INSTRUCTION ->
Extract every line in the records below that contains the word "blue", copying each line unchanged.

SOURCE MATERIAL ->
-- -- --

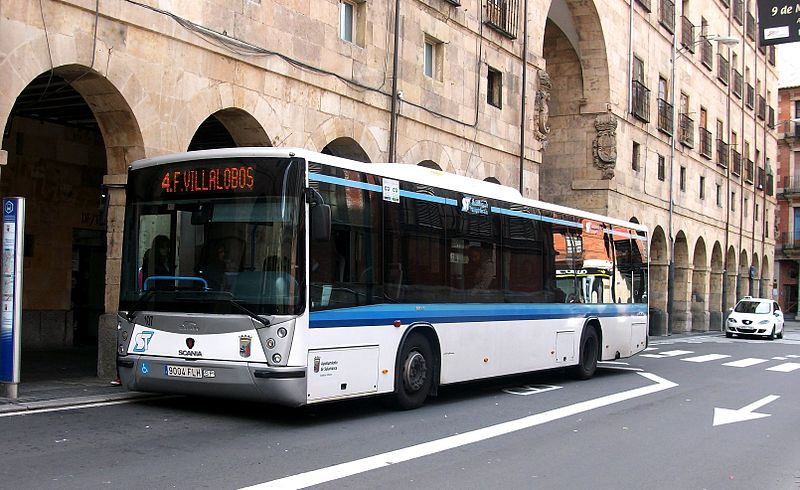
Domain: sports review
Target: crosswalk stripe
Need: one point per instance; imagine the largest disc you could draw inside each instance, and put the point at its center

-- -- --

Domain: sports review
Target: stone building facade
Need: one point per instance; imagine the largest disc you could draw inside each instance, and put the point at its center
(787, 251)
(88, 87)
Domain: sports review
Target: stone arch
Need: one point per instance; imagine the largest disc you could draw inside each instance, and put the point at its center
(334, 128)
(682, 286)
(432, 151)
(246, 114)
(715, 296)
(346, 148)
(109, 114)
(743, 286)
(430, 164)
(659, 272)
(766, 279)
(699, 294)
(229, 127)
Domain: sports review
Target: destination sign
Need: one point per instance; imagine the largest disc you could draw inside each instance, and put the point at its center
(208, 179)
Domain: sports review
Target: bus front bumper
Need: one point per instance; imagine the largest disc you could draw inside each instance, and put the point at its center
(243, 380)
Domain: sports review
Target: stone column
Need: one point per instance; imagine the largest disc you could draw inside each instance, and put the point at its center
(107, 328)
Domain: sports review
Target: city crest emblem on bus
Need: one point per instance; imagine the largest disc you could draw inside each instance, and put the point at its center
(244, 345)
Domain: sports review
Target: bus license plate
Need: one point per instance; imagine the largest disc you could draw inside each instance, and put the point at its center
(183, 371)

-- -- --

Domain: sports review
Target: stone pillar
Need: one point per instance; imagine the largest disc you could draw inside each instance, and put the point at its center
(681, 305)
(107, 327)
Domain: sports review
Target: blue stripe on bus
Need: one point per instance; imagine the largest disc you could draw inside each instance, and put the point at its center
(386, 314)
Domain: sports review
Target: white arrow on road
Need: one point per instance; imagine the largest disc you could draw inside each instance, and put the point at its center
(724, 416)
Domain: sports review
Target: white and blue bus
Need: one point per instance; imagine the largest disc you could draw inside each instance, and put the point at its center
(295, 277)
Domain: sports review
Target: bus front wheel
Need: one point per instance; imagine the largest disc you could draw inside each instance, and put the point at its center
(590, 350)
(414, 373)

-- -- --

SOLVED EXERCISE ->
Target: blue stripe on bus
Target: white and blue bus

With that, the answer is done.